**Text provided**
While the Chancellor didn’t announce any changes to direct tax there was some welcome news of short-term measures to reduce indirect tax to stimulate business and house buying. What’s the full story?

VAT and hospitality

Two of the main benefactors of the measures announced by the Chancellor were the hospitality and tourism sectors. Apart from the government picking up as much as half the tab if you eat out during August, restaurants, cafes, hotels and visitor attractions will also be able to charge a reduced rate of VAT, 5% instead of 20%. The idea is to lower prices to encourage more customers. Of course, it will be up to businesses whether they pass on the VAT reduction to customers or keep their prices the same and so more directly benefit from the VAT cut. We’re waiting for HMRC to publish the details of the VAT rate change, e.g. exactly what types of goods and services it will apply to. In the meantime, if you’re in the sectors affected, we can tell you that the reduced rate will apply from Wednesday 15 July until 12 January 2021 inclusive. We’ll bring you the full details as soon as they are available so that you can make the necessary changes to your tills and other billing processes ready in time for 15 July.

**To do**
Reproduce the VAT update in full, word for word. Work only from the VAT update.

Collected data entries:
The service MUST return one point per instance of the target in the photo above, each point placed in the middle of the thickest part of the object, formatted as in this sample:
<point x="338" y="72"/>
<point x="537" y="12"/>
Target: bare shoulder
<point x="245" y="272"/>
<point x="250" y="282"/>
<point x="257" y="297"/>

**Task output**
While the Chancellor didn’t announce any changes to direct tax there was some welcome news of short-term measures to reduce indirect tax to stimulate business and house buying. What’s the full story?

VAT and hospitality

Two of the main benefactors of the measures announced by the Chancellor were the hospitality and tourism sectors. Apart from the government picking up as much as half the tab if you eat out during August, restaurants, cafes, hotels and visitor attractions will also be able to charge a reduced rate of VAT, 5% instead of 20%. The idea is to lower prices to encourage more customers. Of course, it will be up to businesses whether they pass on the VAT reduction to customers or keep their prices the same and so more directly benefit from the VAT cut. We’re waiting for HMRC to publish the details of the VAT rate change, e.g. exactly what types of goods and services it will apply to. In the meantime, if you’re in the sectors affected, we can tell you that the reduced rate will apply from Wednesday 15 July until 12 January 2021 inclusive. We’ll bring you the full details as soon as they are available so that you can make the necessary changes to your tills and other billing processes ready in time for 15 July.